* Your objective
Reproduce the listing below with every occurrence of "wooden staff" changed to "walking stick" and everything else left unchanged. Omit the pictures from your output.

* Information given
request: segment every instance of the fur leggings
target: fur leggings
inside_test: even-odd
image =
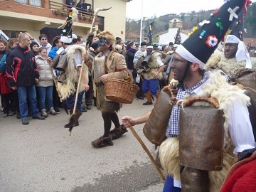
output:
[[[120,123],[116,112],[102,112],[102,116],[104,121],[104,137],[109,137],[111,129],[111,124],[113,122],[115,127],[120,127]]]

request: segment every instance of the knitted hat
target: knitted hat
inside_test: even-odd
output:
[[[60,35],[60,41],[66,43],[70,43],[72,42],[73,22],[78,20],[78,11],[73,7],[68,9],[68,13],[65,22],[61,26],[63,33]],[[70,40],[68,38],[70,38]]]
[[[100,46],[105,46],[107,43],[112,46],[112,49],[114,50],[116,38],[112,33],[107,31],[100,32],[97,37],[99,38],[97,42]]]
[[[228,0],[200,23],[201,27],[176,50],[184,59],[199,64],[203,68],[218,44],[224,37],[246,0]]]
[[[35,46],[35,45],[38,45],[38,47],[39,47],[39,45],[38,45],[36,42],[35,42],[35,41],[32,41],[32,42],[30,43],[29,46],[30,46],[31,50],[32,50],[33,46]]]
[[[118,40],[120,40],[120,39],[122,39],[121,38],[119,38],[119,37],[116,37],[116,41],[117,41]]]

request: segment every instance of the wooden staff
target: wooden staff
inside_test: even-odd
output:
[[[96,17],[97,16],[97,14],[98,14],[99,11],[107,11],[107,10],[109,10],[110,9],[111,9],[111,7],[107,8],[107,9],[97,8],[97,9],[95,9],[95,13],[93,14],[92,23],[92,26],[91,26],[91,28],[90,29],[89,33],[92,32],[92,28],[95,26],[95,19],[96,19]]]
[[[54,82],[54,85],[55,85],[55,87],[56,87],[56,91],[57,91],[57,92],[58,92],[58,97],[59,97],[59,98],[60,98],[60,101],[61,102],[61,97],[62,97],[62,96],[61,96],[61,94],[60,94],[60,92],[58,88],[58,81],[57,81],[56,78],[55,77],[54,73],[53,73],[53,70],[54,70],[54,69],[53,69],[53,68],[50,67],[50,60],[47,59],[47,61],[48,61],[47,63],[48,63],[49,67],[50,67],[50,73],[51,73],[51,75],[52,75],[52,76],[53,76],[53,82]]]
[[[157,164],[156,164],[156,161],[154,160],[152,154],[149,151],[149,149],[146,148],[145,144],[143,142],[142,139],[139,137],[139,136],[135,132],[134,129],[133,128],[133,127],[132,125],[129,127],[129,129],[131,129],[132,133],[133,134],[133,135],[136,137],[136,139],[138,140],[139,144],[142,145],[143,149],[144,149],[144,151],[146,151],[146,153],[149,156],[149,157],[150,160],[151,161],[151,162],[153,163],[153,164],[155,166],[157,171],[159,173],[161,181],[163,183],[164,183],[165,182],[165,177],[164,177],[163,173],[161,172],[161,171],[160,170],[159,167],[157,166]]]

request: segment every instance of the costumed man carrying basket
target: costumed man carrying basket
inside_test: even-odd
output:
[[[97,43],[100,53],[93,60],[92,76],[96,87],[97,108],[102,112],[104,121],[104,134],[93,141],[92,144],[94,147],[103,147],[112,146],[112,139],[120,137],[127,132],[124,126],[120,124],[117,114],[122,107],[122,103],[107,99],[106,92],[110,87],[107,87],[105,84],[113,78],[124,80],[129,76],[124,57],[114,51],[114,36],[109,31],[100,32],[97,36],[99,38]],[[90,65],[89,57],[85,57],[88,58],[85,60],[86,65]],[[119,92],[124,91],[118,87],[116,90]],[[110,131],[112,122],[115,128]]]
[[[123,124],[132,129],[132,125],[146,122],[144,133],[149,139],[166,130],[159,140],[150,140],[161,144],[159,160],[168,174],[164,191],[219,191],[239,154],[255,147],[247,108],[250,97],[238,86],[229,85],[219,71],[210,74],[203,70],[245,3],[226,1],[209,22],[177,48],[171,68],[178,85],[168,87],[171,97],[166,105],[172,110],[168,118],[161,119],[162,127],[155,126],[158,119],[154,114],[165,113],[157,107],[166,92],[164,90],[151,112],[137,118],[122,117]],[[169,105],[170,100],[178,105]],[[166,139],[163,142],[163,138]]]
[[[248,1],[247,3],[250,2]],[[224,52],[215,51],[207,61],[204,68],[206,70],[210,70],[211,68],[221,70],[230,84],[237,85],[246,90],[247,95],[251,98],[252,105],[249,107],[249,113],[256,139],[256,58],[250,58],[242,41],[246,10],[246,6],[244,6],[232,23],[225,41]]]
[[[70,118],[64,127],[69,128],[70,132],[73,127],[79,125],[78,119],[82,115],[77,107],[78,95],[83,90],[89,90],[88,68],[85,65],[82,55],[85,48],[80,45],[71,45],[73,22],[77,19],[78,10],[69,9],[69,14],[65,23],[62,26],[60,41],[64,50],[54,58],[50,63],[51,67],[60,72],[58,79],[58,88],[64,100]],[[80,83],[82,82],[82,83]]]

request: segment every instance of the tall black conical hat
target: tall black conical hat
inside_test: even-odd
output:
[[[201,27],[176,52],[191,62],[198,60],[203,65],[244,6],[245,0],[226,0],[210,18],[201,22]]]

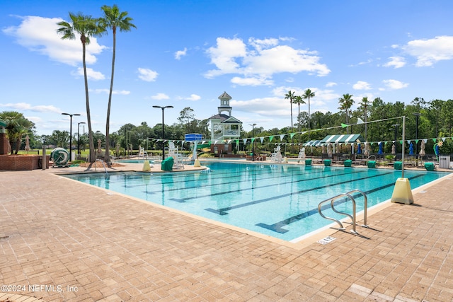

* Task solution
request: segment every instance of the fur leggings
target: fur leggings
inside_test: even-odd
image =
output:
[[[120,123],[116,112],[102,112],[102,116],[104,121],[104,137],[109,137],[111,129],[111,124],[113,122],[115,127],[120,127]]]

request: segment every instance of the knitted hat
target: knitted hat
inside_test: even-odd
output:
[[[60,35],[60,41],[66,43],[70,43],[72,42],[73,22],[78,20],[78,11],[73,7],[68,9],[68,13],[65,22],[61,26],[63,33]],[[70,40],[68,38],[70,38]]]
[[[100,46],[105,46],[107,43],[112,46],[112,49],[114,50],[116,38],[112,33],[107,31],[100,32],[97,37],[99,38],[97,42]]]
[[[228,0],[200,23],[201,27],[176,50],[184,59],[199,64],[203,68],[218,44],[224,37],[246,0]]]
[[[35,46],[35,45],[38,45],[38,47],[39,47],[39,45],[38,45],[36,42],[35,42],[35,41],[32,41],[32,42],[30,43],[29,46],[30,46],[31,50],[32,50],[33,46]]]
[[[118,40],[120,40],[120,39],[122,39],[121,38],[119,38],[119,37],[116,37],[116,41],[117,41]]]

request: segment every instance of the walking stick
target: walking stick
inside_test: even-odd
output:
[[[96,17],[97,16],[97,14],[98,14],[99,11],[107,11],[107,10],[109,10],[110,9],[111,9],[111,7],[107,8],[107,9],[97,8],[97,9],[95,9],[95,13],[93,14],[92,23],[92,26],[91,26],[91,28],[90,29],[89,33],[92,32],[92,28],[95,26],[95,19],[96,19]]]
[[[54,82],[54,85],[55,85],[55,87],[56,87],[56,91],[57,91],[57,92],[58,92],[58,97],[59,97],[59,98],[60,98],[60,101],[61,102],[61,97],[62,97],[62,96],[61,96],[61,94],[60,94],[60,92],[58,88],[58,81],[57,81],[56,78],[55,77],[54,73],[53,73],[53,70],[54,70],[54,69],[53,69],[53,68],[50,67],[50,60],[47,59],[47,61],[48,61],[47,63],[48,63],[49,67],[50,67],[50,73],[51,73],[51,75],[52,75],[52,76],[53,76],[53,82]]]
[[[157,164],[156,164],[156,161],[154,160],[152,154],[149,151],[149,149],[146,148],[145,144],[143,142],[142,139],[139,137],[139,136],[135,132],[134,129],[133,128],[133,127],[132,125],[129,127],[129,129],[131,129],[132,133],[133,134],[133,135],[136,137],[136,139],[138,140],[139,144],[142,145],[143,149],[144,149],[144,151],[146,151],[146,153],[149,156],[149,157],[150,160],[151,161],[151,162],[153,163],[153,164],[155,166],[157,171],[159,173],[161,181],[163,183],[164,183],[165,182],[165,177],[164,177],[163,173],[161,172],[161,171],[160,170],[159,167],[157,166]]]

request: segment every instance of the costumed man carrying basket
target: costumed man carrying basket
inside_test: even-odd
output:
[[[97,43],[100,53],[93,60],[92,76],[96,87],[97,108],[102,112],[104,121],[104,134],[93,141],[92,144],[94,147],[103,147],[112,146],[112,139],[120,137],[127,132],[124,126],[120,124],[117,114],[122,107],[122,103],[107,99],[106,92],[110,87],[107,87],[105,84],[113,78],[124,80],[129,76],[124,57],[114,51],[114,36],[109,31],[100,32],[97,36],[99,38]],[[90,65],[89,57],[85,57],[88,58],[85,60],[86,65]],[[119,92],[124,91],[118,87],[116,90]],[[110,131],[112,122],[115,128]]]
[[[123,124],[132,129],[132,125],[146,122],[144,133],[149,139],[166,130],[159,140],[150,140],[161,144],[159,160],[168,174],[164,191],[219,191],[239,154],[255,147],[247,108],[250,97],[238,86],[229,85],[219,71],[210,74],[203,70],[245,3],[226,1],[209,22],[177,48],[171,68],[178,85],[168,87],[171,97],[166,105],[172,110],[168,118],[161,119],[162,127],[155,126],[158,119],[154,114],[165,113],[157,107],[166,92],[164,90],[151,112],[137,118],[122,117]],[[169,105],[170,100],[178,105]],[[166,139],[163,142],[163,138]]]
[[[248,1],[247,3],[250,2]],[[224,52],[215,51],[207,61],[204,68],[206,70],[210,70],[211,68],[221,70],[230,84],[237,85],[246,90],[247,95],[251,98],[252,105],[249,107],[249,113],[256,139],[256,58],[250,58],[242,41],[246,10],[246,6],[244,6],[232,23],[225,41]]]
[[[70,118],[64,127],[69,128],[70,132],[73,127],[79,125],[78,119],[82,115],[77,107],[78,95],[83,90],[89,90],[88,68],[85,65],[82,55],[85,48],[80,45],[71,45],[73,22],[77,19],[78,10],[69,9],[69,14],[65,23],[62,26],[60,41],[64,50],[54,58],[50,63],[51,67],[60,72],[58,79],[58,88],[64,100]],[[80,83],[82,82],[82,83]]]

request: segment every instance of the tall black conical hat
target: tall black conical hat
inside_test: even-odd
output:
[[[201,27],[176,52],[191,62],[198,60],[203,65],[244,6],[245,0],[226,0],[210,18],[201,22]]]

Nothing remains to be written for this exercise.